▶ EXERCISE PROMPT
Your task is to give the records again exactly. Leave each picture out.

▶ TASK INPUT
# # # # # # #

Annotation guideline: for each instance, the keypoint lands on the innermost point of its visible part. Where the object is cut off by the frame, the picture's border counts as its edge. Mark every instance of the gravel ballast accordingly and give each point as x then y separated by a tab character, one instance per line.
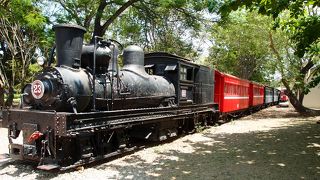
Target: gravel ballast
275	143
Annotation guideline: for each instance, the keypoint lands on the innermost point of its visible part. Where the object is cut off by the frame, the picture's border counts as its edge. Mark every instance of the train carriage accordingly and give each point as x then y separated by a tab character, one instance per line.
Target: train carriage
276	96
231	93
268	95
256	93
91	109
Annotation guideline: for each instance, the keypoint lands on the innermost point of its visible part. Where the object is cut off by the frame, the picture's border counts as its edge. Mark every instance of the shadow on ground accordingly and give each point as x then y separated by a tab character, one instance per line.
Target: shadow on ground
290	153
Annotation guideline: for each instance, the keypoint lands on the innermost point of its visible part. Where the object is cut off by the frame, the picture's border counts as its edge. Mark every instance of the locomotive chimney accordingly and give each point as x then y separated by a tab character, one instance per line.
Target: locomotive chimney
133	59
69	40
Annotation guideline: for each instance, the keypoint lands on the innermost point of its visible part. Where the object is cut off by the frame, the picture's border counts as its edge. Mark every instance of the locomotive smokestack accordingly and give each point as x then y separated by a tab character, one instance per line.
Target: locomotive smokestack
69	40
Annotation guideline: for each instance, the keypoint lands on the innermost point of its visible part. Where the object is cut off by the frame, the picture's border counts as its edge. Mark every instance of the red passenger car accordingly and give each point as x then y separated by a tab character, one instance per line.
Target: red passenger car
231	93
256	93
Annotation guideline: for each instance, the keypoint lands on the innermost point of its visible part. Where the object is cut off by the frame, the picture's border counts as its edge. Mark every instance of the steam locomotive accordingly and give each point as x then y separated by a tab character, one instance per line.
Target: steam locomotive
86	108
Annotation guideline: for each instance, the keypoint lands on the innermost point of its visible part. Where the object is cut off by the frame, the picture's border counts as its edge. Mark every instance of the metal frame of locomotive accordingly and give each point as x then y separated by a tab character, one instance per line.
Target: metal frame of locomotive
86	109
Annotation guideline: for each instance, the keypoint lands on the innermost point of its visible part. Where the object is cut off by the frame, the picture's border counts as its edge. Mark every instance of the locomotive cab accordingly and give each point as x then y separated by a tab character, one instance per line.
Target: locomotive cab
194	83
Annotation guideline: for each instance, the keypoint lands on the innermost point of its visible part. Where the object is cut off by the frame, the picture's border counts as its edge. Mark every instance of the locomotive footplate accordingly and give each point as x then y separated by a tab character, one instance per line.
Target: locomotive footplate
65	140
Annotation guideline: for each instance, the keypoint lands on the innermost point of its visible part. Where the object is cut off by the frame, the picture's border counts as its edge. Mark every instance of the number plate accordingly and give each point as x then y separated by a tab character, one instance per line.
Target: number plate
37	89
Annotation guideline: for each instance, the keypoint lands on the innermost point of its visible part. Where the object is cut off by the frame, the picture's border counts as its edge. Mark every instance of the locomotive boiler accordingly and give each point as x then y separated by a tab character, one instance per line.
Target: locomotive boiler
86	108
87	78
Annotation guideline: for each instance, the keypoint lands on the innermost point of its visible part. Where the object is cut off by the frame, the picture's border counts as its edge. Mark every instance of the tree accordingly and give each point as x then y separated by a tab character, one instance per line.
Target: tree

# # # # # # #

▶ REPLY TO THE TASK
Annotation guideline: for each instance, the keypoint lands on the innermost point of its visible part. Where the object is cut off by the frame, the picture's border counts as its edge. Mark every instance of the gravel ballast accordingly and give each point as x then y separated by a tab character, one instance per line.
Target: gravel ballast
275	143
Annotation guideline: for each instance, the keypoint lands on the innermost point of its visible part. Where the object is cut off by the frame, the picture's border counts as its edge. Mark every instance of the train carriage accordingly and give each point as x then y separated by a tab character, one instance per line.
Target: train carriage
276	96
231	93
268	95
256	93
91	109
Annotation guideline: for each instance, the keypoint lands on the innermost point of its visible part. Where the object is cut off by the frame, the picture's border counts as its edge. Mark every instance of the shadow on ground accordingly and give each point as x then y separated by a tab character, one instance per line.
Target: shadow on ground
290	153
Annotation guideline: for each instance, the keypoint lands on the innermost point of its visible part. Where the object is cut off by the frame, the picture's border counts as its edge. Mark every instance of the locomotive chimney accordingly and give each point as x then y separated by a tab character, one instance per line.
Target: locomotive chimney
133	59
69	40
Annotation guideline: for each instance, the keypoint lands on the innermost point of its visible part. Where the object is cut off by the frame, the picture's border counts as its edge. Mark every instance of the locomotive smokestack accordingly and give each point as x then y separated by a tab character, one instance per line.
Target: locomotive smokestack
69	40
Annotation guideline: for each instance, the keypoint lands on the innermost point of its visible part. Where the object is cut off by the frame, the picture's border counts as its edge. Mark every instance of the red passenger car accordingly and give each point as x then y separated by a tab character, one instance per line.
Target: red passenger car
231	93
256	93
Annotation guideline: for each instance, the keypoint lands on the innermost point of its visible part. Where the object is cut off by the frame, the picture's border counts as its edge. Mark every instance of the steam locomotive accordingly and give each point as x then y separated by a tab character, one instance per line.
Target: steam locomotive
86	108
Annotation guideline: for each instance, the keypoint lands on the innermost point of its visible part. Where the object is cut off by the frame, the picture's border counts as its edge. Mark every instance of the metal frame of locomotive accordingly and give each point as x then y separated by a tab character, one instance per line.
Target: metal frame of locomotive
86	109
Annotation guideline: for each instance, the keypoint lands on the innermost point of its visible part. Where the object is cut off by the frame, the picture's border counts as its edge. Mark every instance of the locomotive cab accordingly and give each point as x then y separated by a tab character, one instance per line.
Target: locomotive cab
194	83
Annotation guideline: for each instance, the keypoint lands on the innermost point of its visible part. Where the object is cut off by the frame, the picture's border counts as its edge. Mark every instance of the locomotive footplate accordingly and give each point as x then y separated by a tab character, one instance per line.
Target: locomotive footplate
65	140
Annotation guideline: for each instance, the keypoint lands on the innermost point of its visible part. Where the object is cut off by the frame, the picture's border counts as its edge. Mark every instance of the number plate accordingly and give each point as x then y separated by a tab character, one instance per line.
Target: number plate
37	89
Annotation guideline: for each instance, the keypoint lands on the innermost point of its visible part. Where the object is cut off by the frame, the picture's border counts as its edge. Mark every instance of the locomotive boiler accordingly and give each point as x then y separated by a tab character, one instance per line.
Target: locomotive boiler
86	108
87	78
Annotation guideline: for each instance, the keypoint lands on the innermost point of its visible part. Where the object is cut off by the frame, the picture's border counts as its edge. Mark every instance of the tree accordingly and give each point as x then y separated by a tab character, one instance per line.
Target: tree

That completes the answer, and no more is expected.